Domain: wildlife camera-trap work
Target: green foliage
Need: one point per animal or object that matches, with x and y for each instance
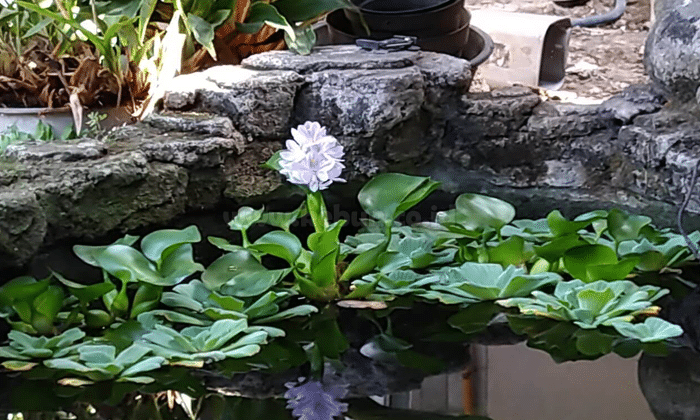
(224, 338)
(35, 303)
(590, 305)
(25, 347)
(101, 362)
(473, 256)
(489, 281)
(294, 17)
(388, 195)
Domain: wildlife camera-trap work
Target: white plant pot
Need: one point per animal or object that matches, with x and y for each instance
(60, 119)
(26, 119)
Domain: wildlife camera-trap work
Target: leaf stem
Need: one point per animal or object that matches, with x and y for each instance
(317, 210)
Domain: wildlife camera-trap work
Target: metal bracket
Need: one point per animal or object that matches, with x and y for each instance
(396, 43)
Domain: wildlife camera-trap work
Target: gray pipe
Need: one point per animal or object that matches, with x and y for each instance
(596, 20)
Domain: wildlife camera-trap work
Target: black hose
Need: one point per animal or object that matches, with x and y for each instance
(596, 20)
(691, 245)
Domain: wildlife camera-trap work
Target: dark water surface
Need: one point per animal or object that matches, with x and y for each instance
(408, 362)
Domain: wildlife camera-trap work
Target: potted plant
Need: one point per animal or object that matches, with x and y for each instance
(58, 58)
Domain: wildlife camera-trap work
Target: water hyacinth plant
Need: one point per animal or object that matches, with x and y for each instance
(245, 309)
(598, 304)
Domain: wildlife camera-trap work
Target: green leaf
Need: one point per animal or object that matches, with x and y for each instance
(22, 289)
(284, 220)
(146, 298)
(241, 275)
(97, 318)
(279, 244)
(47, 305)
(560, 226)
(593, 342)
(89, 254)
(365, 262)
(261, 12)
(553, 250)
(484, 212)
(203, 32)
(304, 10)
(578, 260)
(388, 195)
(509, 252)
(178, 265)
(85, 293)
(131, 355)
(129, 265)
(474, 318)
(156, 246)
(301, 310)
(252, 27)
(624, 227)
(330, 339)
(304, 40)
(245, 218)
(224, 244)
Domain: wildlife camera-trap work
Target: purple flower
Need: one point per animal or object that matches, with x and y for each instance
(312, 158)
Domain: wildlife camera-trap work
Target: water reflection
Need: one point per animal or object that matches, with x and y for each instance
(671, 384)
(379, 352)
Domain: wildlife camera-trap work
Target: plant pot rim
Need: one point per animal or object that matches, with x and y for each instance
(19, 110)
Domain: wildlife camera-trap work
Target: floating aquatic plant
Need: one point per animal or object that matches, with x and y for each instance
(99, 362)
(314, 400)
(224, 338)
(590, 305)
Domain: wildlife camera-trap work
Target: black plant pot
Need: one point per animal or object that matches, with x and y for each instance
(422, 18)
(453, 43)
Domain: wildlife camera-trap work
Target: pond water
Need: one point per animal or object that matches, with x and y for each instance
(408, 361)
(470, 323)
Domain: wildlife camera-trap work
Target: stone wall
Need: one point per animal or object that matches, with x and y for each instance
(405, 111)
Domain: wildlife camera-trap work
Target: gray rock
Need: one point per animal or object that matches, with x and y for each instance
(193, 122)
(671, 384)
(362, 102)
(336, 57)
(119, 193)
(259, 103)
(202, 153)
(22, 227)
(672, 52)
(57, 151)
(634, 100)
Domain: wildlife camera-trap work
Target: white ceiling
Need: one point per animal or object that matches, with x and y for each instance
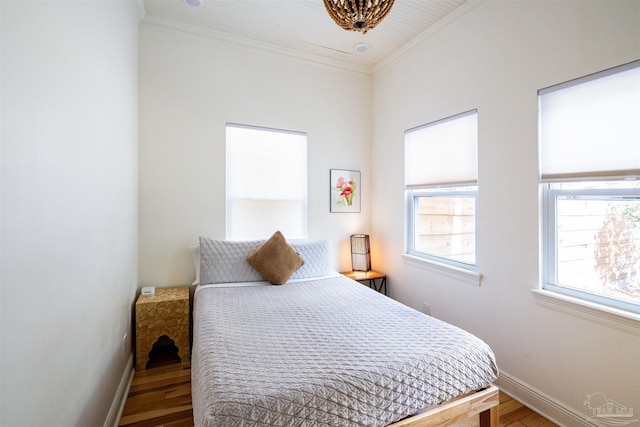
(303, 27)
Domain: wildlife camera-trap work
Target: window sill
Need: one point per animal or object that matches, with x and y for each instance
(460, 274)
(628, 322)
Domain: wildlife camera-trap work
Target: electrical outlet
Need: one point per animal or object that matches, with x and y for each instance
(426, 308)
(125, 344)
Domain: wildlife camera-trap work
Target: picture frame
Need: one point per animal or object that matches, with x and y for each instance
(345, 191)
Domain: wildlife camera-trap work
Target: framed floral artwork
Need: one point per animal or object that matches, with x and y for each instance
(345, 190)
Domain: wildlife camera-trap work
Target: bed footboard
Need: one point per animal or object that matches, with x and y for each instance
(484, 402)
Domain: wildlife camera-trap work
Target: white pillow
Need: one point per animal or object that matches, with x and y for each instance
(224, 261)
(315, 254)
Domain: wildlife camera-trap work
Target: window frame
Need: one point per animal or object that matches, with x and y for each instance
(550, 242)
(413, 196)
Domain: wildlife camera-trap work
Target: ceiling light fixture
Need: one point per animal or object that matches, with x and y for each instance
(358, 15)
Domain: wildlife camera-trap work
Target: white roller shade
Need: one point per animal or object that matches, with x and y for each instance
(590, 127)
(443, 152)
(266, 188)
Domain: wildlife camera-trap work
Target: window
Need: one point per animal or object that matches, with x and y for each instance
(441, 190)
(266, 182)
(590, 165)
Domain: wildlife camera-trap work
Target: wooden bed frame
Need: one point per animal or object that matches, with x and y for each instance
(484, 402)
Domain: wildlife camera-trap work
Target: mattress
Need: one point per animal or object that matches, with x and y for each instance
(326, 351)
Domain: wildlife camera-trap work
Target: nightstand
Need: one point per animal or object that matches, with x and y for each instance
(370, 277)
(165, 313)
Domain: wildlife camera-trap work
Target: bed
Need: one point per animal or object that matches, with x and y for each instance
(323, 349)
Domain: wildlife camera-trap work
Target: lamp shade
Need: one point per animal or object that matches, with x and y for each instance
(360, 252)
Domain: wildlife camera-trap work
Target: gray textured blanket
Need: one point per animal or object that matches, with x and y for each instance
(324, 352)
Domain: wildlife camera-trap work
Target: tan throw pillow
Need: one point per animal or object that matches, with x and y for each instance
(275, 259)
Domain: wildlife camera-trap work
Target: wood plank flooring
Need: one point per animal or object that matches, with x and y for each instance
(162, 397)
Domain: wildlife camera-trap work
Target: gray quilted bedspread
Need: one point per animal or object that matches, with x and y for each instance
(327, 352)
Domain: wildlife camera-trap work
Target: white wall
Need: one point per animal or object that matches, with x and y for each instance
(495, 58)
(69, 207)
(190, 86)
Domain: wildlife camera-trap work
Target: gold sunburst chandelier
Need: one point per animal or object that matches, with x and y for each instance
(358, 15)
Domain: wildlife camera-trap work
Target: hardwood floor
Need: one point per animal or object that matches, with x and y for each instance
(162, 397)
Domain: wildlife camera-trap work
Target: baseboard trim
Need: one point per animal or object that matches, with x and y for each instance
(539, 402)
(120, 399)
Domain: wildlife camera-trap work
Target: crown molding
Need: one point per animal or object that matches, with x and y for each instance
(243, 41)
(469, 6)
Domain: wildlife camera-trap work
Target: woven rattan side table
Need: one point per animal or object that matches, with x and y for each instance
(165, 313)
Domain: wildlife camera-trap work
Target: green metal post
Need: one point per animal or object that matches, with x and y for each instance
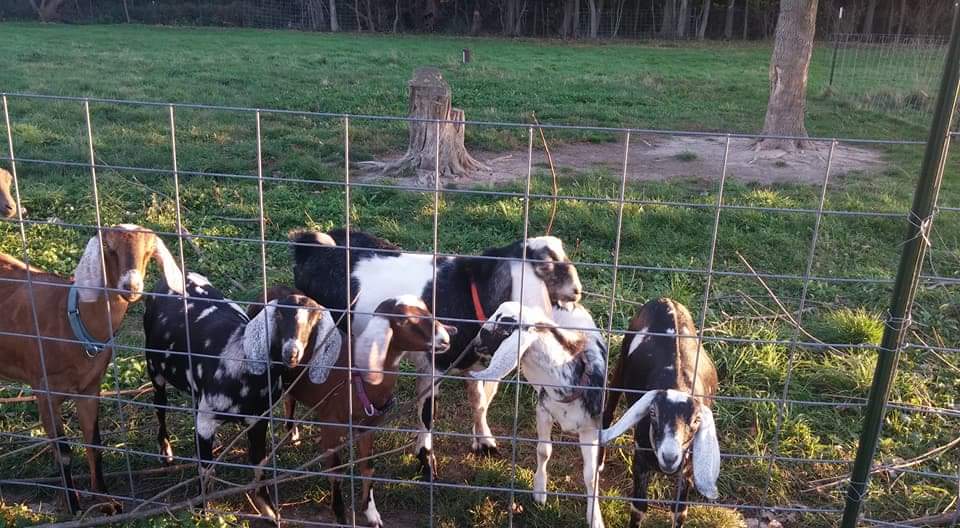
(908, 274)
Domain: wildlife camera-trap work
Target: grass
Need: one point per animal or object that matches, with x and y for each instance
(698, 87)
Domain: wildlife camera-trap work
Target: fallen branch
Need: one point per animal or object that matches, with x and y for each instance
(830, 482)
(553, 171)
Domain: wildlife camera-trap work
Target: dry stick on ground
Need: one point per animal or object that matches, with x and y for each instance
(783, 308)
(139, 391)
(553, 171)
(825, 483)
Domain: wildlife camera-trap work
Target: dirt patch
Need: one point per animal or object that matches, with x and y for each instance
(659, 158)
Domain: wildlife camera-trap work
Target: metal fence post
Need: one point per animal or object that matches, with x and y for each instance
(908, 275)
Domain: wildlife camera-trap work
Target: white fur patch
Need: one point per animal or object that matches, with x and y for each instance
(206, 312)
(379, 280)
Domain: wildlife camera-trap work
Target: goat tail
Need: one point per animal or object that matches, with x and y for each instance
(634, 414)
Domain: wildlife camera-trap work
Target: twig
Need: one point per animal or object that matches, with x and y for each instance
(825, 483)
(553, 171)
(139, 391)
(783, 308)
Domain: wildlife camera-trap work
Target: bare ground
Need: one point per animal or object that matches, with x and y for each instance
(659, 158)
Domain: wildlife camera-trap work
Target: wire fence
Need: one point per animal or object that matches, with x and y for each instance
(895, 74)
(788, 285)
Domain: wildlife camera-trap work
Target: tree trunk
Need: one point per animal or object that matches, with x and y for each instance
(728, 23)
(704, 20)
(668, 26)
(868, 21)
(683, 18)
(789, 65)
(334, 22)
(746, 18)
(903, 15)
(430, 99)
(567, 23)
(594, 17)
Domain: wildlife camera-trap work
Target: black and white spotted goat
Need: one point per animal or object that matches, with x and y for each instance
(675, 431)
(467, 288)
(564, 358)
(225, 362)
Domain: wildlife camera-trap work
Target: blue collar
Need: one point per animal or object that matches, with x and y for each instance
(90, 344)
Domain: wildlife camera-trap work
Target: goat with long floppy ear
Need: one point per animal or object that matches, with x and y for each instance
(89, 273)
(706, 447)
(371, 351)
(327, 343)
(257, 336)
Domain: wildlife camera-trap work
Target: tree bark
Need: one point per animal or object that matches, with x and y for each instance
(334, 22)
(728, 23)
(683, 18)
(789, 65)
(595, 7)
(746, 18)
(704, 20)
(430, 99)
(903, 16)
(668, 25)
(868, 20)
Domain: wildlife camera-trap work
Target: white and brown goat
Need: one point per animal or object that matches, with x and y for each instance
(59, 365)
(397, 326)
(675, 431)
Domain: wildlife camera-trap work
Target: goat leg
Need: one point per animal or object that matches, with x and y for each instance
(641, 484)
(257, 455)
(289, 411)
(365, 449)
(50, 418)
(88, 411)
(163, 439)
(425, 404)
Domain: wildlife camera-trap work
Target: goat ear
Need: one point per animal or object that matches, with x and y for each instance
(89, 274)
(371, 350)
(634, 414)
(706, 455)
(508, 355)
(257, 337)
(171, 270)
(327, 344)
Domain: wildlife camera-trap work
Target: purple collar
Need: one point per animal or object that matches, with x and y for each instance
(368, 407)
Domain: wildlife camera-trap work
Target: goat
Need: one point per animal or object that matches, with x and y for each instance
(564, 359)
(60, 354)
(8, 205)
(398, 325)
(220, 356)
(466, 289)
(675, 431)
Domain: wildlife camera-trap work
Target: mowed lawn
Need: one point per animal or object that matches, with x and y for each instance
(774, 450)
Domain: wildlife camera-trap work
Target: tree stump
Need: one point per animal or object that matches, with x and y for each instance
(430, 100)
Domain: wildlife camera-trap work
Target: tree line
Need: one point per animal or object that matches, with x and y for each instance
(569, 19)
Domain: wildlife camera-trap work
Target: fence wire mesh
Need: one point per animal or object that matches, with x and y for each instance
(788, 285)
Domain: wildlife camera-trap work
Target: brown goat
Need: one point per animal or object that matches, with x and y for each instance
(56, 365)
(8, 205)
(399, 325)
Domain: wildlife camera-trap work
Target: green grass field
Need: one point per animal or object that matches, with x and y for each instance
(696, 87)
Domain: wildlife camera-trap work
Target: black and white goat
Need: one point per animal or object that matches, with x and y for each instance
(467, 288)
(675, 431)
(564, 359)
(221, 356)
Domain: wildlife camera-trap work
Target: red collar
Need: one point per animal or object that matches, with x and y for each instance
(477, 307)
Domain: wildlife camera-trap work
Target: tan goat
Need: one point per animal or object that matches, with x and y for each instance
(74, 369)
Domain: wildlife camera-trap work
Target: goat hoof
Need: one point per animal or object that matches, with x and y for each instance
(111, 508)
(265, 509)
(428, 465)
(486, 451)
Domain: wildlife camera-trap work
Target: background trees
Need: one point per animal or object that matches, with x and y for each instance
(571, 19)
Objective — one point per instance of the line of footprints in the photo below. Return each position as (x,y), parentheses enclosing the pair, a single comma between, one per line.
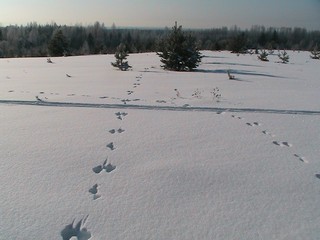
(265,132)
(78,230)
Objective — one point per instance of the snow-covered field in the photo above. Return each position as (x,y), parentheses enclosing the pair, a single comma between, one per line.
(152,154)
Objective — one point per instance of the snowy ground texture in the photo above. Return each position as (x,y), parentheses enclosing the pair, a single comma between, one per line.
(90,152)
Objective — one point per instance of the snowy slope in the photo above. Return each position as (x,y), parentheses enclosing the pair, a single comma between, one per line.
(133,158)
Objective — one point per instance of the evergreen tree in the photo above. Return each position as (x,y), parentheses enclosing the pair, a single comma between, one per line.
(121,55)
(178,52)
(284,57)
(263,56)
(58,45)
(315,53)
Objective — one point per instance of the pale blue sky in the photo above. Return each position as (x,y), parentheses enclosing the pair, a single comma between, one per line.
(162,13)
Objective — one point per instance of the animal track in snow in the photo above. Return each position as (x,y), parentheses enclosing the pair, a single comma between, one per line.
(221,113)
(253,124)
(107,167)
(111,146)
(302,159)
(234,116)
(267,133)
(94,192)
(121,115)
(78,231)
(282,144)
(113,131)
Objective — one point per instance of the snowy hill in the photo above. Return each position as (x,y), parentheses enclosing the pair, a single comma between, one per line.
(90,152)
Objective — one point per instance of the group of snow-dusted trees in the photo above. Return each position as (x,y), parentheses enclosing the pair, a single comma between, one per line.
(40,40)
(178,52)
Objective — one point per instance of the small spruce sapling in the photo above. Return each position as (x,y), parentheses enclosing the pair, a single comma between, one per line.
(284,57)
(121,55)
(263,56)
(315,53)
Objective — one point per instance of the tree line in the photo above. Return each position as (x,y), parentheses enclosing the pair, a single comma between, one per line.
(34,40)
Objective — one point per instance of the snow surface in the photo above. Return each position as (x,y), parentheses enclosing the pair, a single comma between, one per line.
(90,152)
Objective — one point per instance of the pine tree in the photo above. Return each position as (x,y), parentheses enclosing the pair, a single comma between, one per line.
(284,57)
(263,56)
(178,52)
(121,55)
(315,53)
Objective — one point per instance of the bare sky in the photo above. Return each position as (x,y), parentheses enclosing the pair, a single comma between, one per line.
(162,13)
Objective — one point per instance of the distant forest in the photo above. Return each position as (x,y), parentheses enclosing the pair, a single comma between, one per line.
(34,40)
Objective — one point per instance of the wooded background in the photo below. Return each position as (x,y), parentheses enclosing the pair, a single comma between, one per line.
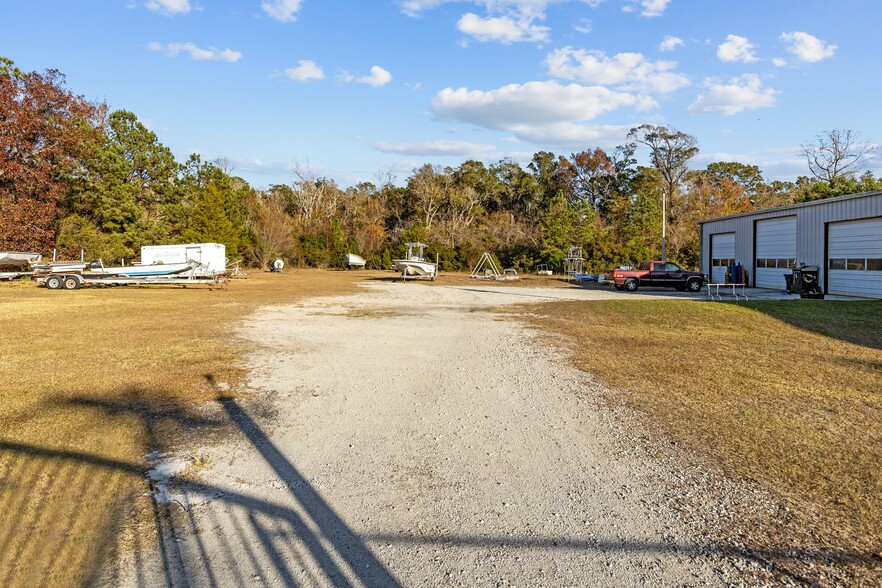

__________

__Task prompt__: How many lines in the rows above contain the string "wall", with matching case? Reply with the number alone.

__Reply to the task__: 2